■ **What needs to be done**: Every line of the data that contains the string "below" must be copied.

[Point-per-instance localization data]
···
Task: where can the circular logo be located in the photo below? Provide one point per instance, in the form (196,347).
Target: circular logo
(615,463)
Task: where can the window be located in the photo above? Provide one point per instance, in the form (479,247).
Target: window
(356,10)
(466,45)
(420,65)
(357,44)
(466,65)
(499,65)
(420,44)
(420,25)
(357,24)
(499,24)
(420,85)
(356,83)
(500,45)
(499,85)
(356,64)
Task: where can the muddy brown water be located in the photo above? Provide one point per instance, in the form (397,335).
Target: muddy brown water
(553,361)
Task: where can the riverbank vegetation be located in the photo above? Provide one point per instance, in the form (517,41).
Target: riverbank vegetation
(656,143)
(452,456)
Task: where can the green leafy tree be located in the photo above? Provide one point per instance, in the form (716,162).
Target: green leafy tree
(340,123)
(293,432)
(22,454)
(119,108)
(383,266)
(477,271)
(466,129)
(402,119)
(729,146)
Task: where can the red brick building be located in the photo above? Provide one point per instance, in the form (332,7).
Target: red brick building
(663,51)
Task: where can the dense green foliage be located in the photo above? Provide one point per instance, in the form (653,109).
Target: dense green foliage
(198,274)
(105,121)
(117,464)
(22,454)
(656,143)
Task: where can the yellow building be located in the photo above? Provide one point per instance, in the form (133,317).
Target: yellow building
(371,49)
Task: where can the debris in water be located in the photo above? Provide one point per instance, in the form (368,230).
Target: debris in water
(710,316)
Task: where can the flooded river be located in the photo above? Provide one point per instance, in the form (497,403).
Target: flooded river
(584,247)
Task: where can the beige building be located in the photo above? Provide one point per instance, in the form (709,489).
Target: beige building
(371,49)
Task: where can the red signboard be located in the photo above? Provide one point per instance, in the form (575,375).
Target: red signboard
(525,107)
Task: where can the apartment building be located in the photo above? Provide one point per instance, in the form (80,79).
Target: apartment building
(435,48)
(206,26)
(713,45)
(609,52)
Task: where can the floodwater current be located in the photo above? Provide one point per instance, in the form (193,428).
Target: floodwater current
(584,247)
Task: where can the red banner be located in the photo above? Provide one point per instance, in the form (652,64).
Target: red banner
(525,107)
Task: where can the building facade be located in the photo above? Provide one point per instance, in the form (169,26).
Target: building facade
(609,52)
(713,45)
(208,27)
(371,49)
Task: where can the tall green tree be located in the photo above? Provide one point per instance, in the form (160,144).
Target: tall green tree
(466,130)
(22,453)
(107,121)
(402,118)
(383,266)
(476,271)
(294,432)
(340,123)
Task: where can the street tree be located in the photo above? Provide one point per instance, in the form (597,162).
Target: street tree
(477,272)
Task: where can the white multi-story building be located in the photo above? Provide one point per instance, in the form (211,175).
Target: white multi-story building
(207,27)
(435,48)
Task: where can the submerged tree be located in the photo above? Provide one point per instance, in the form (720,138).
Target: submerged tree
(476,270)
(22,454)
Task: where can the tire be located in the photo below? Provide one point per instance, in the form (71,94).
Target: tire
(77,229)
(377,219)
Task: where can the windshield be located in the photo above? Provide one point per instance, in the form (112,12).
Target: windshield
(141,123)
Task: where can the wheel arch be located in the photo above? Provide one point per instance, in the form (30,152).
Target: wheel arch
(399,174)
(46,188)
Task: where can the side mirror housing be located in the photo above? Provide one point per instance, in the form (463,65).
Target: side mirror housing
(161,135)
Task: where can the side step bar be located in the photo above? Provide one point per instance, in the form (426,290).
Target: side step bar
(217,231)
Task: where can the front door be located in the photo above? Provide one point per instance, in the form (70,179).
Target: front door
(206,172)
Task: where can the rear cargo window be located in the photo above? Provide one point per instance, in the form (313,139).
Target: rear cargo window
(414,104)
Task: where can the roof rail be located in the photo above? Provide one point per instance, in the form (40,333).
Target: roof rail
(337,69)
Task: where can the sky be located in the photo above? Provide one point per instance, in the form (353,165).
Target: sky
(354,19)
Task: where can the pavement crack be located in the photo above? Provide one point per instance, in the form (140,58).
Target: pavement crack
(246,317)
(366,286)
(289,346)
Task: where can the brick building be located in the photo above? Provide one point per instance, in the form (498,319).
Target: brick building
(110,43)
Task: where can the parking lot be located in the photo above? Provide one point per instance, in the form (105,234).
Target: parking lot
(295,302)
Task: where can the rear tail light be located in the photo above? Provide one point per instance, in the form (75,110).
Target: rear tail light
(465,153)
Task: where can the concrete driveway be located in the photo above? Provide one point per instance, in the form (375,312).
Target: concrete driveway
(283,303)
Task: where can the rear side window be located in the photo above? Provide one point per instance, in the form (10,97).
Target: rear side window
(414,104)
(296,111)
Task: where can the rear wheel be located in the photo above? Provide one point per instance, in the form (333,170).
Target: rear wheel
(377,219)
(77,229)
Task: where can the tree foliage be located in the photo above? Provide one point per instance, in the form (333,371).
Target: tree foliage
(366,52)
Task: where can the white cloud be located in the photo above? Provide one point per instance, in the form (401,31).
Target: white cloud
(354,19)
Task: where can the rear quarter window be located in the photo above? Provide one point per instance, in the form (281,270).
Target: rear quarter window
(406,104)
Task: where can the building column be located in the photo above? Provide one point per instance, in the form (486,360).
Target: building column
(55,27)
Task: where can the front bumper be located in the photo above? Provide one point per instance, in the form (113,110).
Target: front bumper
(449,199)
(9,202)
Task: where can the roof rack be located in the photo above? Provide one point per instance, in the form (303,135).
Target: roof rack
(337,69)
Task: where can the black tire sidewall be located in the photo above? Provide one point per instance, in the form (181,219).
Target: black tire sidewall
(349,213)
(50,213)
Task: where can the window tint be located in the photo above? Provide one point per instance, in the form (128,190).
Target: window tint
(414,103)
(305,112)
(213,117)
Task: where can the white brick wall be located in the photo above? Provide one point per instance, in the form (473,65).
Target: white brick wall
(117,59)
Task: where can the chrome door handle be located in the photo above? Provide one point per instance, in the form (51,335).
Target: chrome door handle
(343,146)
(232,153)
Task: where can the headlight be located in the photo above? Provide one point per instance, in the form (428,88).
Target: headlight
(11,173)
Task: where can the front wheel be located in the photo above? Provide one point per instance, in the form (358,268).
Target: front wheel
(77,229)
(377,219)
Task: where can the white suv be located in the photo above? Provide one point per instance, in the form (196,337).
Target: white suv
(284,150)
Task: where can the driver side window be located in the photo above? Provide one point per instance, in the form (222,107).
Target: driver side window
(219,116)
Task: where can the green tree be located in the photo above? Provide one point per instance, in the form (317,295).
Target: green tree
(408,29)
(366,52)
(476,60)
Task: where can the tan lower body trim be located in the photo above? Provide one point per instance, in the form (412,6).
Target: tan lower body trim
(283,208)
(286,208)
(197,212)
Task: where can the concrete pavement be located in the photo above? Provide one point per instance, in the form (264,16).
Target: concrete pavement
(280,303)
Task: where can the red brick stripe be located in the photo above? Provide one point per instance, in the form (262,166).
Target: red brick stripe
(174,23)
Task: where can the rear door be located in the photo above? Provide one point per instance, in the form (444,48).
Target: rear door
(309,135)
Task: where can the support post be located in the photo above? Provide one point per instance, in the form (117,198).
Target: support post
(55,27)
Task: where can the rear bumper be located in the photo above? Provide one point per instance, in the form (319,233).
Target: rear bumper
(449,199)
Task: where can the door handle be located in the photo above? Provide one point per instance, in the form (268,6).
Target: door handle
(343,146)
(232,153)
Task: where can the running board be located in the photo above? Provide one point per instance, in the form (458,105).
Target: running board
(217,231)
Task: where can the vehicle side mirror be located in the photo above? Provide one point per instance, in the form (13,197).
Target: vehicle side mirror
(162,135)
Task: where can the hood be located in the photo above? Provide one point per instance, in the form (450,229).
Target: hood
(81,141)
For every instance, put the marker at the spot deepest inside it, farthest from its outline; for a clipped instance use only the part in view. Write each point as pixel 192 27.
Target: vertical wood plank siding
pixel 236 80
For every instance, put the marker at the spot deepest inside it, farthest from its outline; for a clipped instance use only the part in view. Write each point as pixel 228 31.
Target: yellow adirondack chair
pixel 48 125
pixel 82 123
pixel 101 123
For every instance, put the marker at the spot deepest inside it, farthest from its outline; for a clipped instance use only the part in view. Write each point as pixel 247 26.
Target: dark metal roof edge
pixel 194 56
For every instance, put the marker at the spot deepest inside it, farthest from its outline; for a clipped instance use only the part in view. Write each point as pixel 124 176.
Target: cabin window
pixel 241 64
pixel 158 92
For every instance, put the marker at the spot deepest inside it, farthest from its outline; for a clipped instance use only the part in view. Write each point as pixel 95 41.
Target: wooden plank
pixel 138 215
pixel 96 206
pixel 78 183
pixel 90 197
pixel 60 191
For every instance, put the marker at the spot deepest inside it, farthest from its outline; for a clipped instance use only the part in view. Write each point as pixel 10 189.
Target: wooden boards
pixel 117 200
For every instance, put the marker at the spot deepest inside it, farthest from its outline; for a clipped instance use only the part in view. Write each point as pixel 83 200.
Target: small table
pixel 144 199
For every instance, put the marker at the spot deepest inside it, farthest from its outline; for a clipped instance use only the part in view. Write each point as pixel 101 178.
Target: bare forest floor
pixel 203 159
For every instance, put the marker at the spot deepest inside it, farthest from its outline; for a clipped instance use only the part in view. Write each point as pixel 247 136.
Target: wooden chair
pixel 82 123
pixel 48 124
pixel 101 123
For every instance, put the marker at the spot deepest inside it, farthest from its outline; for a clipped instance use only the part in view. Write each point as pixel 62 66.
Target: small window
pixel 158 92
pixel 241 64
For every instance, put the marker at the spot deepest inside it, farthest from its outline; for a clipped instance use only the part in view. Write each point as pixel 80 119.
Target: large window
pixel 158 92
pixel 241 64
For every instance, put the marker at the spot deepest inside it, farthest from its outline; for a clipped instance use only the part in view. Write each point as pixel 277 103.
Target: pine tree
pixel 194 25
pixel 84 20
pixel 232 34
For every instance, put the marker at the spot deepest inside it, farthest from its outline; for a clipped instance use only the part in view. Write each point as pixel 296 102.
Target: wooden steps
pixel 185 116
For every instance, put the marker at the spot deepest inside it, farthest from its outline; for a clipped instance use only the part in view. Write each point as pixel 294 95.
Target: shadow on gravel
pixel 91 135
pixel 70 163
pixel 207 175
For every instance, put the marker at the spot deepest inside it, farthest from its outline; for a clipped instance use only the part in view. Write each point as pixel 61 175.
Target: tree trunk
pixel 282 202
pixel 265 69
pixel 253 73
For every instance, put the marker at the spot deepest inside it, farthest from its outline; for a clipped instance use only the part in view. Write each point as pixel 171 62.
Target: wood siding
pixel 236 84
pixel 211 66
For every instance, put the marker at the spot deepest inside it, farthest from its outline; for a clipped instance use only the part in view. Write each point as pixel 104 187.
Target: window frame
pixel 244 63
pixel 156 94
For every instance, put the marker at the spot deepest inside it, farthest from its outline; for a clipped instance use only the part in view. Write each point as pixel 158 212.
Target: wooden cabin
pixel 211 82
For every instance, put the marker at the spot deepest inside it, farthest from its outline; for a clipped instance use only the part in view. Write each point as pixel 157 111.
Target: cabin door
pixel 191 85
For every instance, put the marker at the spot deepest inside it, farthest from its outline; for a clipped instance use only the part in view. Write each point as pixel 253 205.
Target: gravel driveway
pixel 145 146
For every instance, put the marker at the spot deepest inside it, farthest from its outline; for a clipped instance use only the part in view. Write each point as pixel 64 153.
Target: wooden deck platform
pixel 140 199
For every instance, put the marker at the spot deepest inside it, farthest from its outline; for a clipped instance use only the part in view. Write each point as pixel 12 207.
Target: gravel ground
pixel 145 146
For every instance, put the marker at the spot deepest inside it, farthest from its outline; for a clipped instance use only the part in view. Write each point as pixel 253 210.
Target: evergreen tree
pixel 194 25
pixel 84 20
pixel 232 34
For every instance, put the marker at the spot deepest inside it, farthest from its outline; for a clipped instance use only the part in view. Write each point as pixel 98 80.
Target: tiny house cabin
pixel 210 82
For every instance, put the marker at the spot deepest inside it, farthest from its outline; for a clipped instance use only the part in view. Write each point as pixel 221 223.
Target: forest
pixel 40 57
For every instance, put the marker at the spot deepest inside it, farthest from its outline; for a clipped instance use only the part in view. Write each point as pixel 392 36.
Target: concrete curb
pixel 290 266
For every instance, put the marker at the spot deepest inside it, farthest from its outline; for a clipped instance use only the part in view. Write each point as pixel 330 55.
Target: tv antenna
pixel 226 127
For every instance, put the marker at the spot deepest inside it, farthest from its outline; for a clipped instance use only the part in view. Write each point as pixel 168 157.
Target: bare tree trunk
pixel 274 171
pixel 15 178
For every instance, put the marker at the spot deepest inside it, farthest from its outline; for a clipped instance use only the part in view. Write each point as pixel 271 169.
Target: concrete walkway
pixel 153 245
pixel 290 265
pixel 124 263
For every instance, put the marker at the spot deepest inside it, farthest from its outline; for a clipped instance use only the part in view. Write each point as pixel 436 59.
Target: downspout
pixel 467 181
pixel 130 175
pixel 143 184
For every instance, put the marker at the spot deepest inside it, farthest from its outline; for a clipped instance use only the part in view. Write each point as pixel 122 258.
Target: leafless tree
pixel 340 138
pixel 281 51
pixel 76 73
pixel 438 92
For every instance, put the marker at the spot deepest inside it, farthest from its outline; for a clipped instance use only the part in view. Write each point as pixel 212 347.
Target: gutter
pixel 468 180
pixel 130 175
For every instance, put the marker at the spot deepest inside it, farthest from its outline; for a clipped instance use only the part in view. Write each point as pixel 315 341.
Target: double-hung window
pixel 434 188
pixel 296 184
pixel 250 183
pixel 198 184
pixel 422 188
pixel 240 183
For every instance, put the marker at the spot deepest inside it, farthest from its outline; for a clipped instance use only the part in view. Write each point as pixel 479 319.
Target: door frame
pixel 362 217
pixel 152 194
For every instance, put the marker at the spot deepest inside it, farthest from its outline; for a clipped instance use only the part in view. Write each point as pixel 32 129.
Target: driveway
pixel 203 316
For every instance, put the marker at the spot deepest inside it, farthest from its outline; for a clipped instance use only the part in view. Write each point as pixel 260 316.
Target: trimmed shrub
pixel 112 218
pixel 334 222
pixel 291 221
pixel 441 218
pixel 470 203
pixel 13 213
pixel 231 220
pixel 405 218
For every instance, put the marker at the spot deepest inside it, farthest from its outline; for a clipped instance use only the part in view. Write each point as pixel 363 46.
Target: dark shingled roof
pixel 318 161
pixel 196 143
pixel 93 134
···
■ **Result for this exercise**:
Task: where can the circular logo be located in the photo below? Provide one point per instance, in the form (196,347).
Task: where can the tire be located in the photo below? Provide one point per instance, in the form (71,94).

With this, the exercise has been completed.